* _STATED GOAL_: Find every line in the rows below that contains the string "bridge", and copy each of those lines in full.

* _PROVIDED MATERIAL_:
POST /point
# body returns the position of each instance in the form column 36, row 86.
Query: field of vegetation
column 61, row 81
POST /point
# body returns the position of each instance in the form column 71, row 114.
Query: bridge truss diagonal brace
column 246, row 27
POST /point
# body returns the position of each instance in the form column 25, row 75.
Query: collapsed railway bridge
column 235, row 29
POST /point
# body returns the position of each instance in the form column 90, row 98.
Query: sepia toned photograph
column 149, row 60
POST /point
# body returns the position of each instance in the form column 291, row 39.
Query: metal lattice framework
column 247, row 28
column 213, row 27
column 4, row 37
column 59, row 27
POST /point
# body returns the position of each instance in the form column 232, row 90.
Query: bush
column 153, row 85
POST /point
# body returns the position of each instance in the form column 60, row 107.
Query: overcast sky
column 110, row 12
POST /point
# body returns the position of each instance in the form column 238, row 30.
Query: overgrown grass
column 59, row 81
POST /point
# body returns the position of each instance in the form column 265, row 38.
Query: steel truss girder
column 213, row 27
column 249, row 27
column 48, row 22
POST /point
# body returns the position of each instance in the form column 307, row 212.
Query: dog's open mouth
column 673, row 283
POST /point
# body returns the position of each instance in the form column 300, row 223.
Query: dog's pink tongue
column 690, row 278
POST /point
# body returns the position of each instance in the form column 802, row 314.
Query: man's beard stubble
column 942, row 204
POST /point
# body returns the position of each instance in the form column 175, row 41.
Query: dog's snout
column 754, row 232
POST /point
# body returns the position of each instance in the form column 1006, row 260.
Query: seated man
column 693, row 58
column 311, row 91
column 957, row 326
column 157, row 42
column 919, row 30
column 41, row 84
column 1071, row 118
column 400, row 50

---

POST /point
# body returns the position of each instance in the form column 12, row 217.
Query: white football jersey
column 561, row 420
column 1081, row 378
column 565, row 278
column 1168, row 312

* _RESULT BELOW_:
Query: bridge truss diagonal brace
Query: collapsed railway bridge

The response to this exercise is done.